Study material |

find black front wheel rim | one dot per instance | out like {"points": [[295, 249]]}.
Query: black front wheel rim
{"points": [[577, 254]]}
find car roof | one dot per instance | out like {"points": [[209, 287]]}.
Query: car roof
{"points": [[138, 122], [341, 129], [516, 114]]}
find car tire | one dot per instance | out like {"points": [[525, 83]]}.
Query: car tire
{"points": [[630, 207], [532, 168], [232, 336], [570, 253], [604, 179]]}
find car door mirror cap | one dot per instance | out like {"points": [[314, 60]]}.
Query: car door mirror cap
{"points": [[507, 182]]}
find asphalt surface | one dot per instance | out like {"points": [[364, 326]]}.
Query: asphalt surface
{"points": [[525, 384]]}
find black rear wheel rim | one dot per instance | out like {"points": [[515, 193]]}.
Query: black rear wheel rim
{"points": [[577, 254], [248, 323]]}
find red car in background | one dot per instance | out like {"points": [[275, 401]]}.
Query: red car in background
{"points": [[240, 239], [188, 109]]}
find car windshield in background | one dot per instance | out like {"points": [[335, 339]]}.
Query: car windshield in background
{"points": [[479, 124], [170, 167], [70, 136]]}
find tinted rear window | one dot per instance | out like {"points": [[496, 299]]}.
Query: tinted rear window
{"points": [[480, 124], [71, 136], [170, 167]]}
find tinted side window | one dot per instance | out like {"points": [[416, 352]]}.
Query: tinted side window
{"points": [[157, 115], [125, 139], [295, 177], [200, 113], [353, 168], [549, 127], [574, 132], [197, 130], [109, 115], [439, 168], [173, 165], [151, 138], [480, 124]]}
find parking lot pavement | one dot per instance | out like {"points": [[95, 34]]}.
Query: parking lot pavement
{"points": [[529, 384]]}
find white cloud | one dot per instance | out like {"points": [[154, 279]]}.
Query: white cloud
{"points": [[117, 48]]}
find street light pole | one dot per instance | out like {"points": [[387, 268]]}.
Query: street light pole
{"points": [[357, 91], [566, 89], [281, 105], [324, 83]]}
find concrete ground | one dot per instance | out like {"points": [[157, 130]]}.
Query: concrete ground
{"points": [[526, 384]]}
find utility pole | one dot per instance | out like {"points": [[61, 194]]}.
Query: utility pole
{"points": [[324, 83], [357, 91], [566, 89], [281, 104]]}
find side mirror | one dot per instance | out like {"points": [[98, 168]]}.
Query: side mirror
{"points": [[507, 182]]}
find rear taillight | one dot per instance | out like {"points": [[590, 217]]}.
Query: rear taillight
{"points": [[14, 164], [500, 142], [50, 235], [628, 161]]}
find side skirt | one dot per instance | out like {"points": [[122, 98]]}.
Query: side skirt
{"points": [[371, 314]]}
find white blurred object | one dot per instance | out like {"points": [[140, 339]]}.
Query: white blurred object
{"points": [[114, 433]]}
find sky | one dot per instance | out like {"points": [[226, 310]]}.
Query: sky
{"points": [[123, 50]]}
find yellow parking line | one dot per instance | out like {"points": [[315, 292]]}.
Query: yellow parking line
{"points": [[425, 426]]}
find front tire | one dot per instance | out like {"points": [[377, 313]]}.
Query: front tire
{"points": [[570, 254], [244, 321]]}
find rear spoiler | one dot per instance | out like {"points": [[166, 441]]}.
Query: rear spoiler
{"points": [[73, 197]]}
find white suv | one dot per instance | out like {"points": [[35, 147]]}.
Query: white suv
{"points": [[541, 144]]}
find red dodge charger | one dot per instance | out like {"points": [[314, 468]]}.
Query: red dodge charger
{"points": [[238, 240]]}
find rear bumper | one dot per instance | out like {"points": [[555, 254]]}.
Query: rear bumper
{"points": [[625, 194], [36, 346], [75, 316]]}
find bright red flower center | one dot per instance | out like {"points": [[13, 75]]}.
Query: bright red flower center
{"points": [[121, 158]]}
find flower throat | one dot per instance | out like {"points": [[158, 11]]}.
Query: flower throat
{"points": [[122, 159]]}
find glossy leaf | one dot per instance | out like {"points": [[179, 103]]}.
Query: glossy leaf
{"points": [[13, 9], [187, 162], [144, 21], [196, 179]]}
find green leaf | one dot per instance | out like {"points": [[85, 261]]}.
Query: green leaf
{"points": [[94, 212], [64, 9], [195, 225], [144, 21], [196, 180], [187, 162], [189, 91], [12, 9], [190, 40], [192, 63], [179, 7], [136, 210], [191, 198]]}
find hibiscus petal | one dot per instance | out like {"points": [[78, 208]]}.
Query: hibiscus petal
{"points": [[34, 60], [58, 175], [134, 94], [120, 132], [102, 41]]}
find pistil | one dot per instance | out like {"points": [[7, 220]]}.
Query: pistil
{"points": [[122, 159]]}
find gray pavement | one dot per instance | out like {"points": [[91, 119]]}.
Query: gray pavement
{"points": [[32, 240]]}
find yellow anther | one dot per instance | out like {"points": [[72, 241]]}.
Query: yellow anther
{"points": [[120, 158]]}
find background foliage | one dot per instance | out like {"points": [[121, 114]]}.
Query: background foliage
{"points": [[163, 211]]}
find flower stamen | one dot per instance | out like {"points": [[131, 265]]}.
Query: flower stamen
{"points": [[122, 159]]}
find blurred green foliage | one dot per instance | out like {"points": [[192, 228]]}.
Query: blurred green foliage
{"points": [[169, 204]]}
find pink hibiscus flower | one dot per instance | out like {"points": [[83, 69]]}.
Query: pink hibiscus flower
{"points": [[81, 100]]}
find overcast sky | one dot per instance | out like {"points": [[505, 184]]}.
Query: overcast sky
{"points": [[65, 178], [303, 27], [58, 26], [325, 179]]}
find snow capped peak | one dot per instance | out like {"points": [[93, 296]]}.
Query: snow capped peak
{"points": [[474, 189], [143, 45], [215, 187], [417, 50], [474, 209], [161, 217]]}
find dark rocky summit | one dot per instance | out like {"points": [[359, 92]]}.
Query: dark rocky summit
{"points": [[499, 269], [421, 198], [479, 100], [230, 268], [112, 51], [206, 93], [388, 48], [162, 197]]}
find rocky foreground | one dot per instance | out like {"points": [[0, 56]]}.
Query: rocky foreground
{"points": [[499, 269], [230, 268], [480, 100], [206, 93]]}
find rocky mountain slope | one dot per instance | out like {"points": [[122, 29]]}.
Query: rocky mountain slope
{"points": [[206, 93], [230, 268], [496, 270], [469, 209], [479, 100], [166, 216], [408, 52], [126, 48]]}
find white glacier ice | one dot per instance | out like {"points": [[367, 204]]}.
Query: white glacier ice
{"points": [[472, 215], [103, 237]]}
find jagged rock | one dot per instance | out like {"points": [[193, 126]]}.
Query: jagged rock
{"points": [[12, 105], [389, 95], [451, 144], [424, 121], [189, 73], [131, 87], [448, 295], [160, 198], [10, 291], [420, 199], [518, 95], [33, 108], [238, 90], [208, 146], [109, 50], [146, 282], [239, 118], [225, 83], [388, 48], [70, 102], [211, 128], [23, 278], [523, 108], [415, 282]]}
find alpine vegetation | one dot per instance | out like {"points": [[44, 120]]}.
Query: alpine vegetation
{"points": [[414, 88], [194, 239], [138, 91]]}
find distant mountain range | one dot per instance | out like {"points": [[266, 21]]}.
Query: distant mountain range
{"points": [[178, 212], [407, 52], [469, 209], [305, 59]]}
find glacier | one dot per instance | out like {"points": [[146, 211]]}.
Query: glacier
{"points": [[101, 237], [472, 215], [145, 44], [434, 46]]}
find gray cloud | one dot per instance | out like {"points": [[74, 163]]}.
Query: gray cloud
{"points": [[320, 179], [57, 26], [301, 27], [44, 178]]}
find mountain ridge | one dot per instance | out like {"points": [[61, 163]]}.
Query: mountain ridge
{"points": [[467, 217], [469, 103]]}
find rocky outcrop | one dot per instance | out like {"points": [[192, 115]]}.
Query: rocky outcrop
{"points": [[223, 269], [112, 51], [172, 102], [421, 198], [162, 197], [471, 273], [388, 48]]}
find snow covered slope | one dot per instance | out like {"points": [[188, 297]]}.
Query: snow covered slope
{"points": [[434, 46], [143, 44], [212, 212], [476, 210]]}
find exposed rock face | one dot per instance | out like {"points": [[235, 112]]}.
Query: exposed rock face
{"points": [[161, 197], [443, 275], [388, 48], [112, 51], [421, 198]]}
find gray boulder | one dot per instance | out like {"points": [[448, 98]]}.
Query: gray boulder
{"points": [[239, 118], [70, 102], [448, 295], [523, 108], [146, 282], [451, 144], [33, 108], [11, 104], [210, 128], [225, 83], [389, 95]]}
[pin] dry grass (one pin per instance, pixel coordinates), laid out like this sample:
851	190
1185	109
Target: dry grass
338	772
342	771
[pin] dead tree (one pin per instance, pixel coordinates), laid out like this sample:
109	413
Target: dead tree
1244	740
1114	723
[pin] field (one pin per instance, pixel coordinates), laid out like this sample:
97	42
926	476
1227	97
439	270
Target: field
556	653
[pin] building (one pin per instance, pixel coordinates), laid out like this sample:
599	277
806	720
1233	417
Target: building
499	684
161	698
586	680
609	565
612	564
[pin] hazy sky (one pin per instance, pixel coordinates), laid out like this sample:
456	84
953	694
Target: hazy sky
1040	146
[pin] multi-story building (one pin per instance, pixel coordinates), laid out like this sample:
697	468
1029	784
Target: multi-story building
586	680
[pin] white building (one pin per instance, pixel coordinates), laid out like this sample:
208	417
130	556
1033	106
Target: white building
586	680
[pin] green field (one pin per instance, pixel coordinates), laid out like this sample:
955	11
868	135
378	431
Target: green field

Work request |
Looking at the material, work out the number of lines holding "pixel", and write that number alone.

Written solution |
8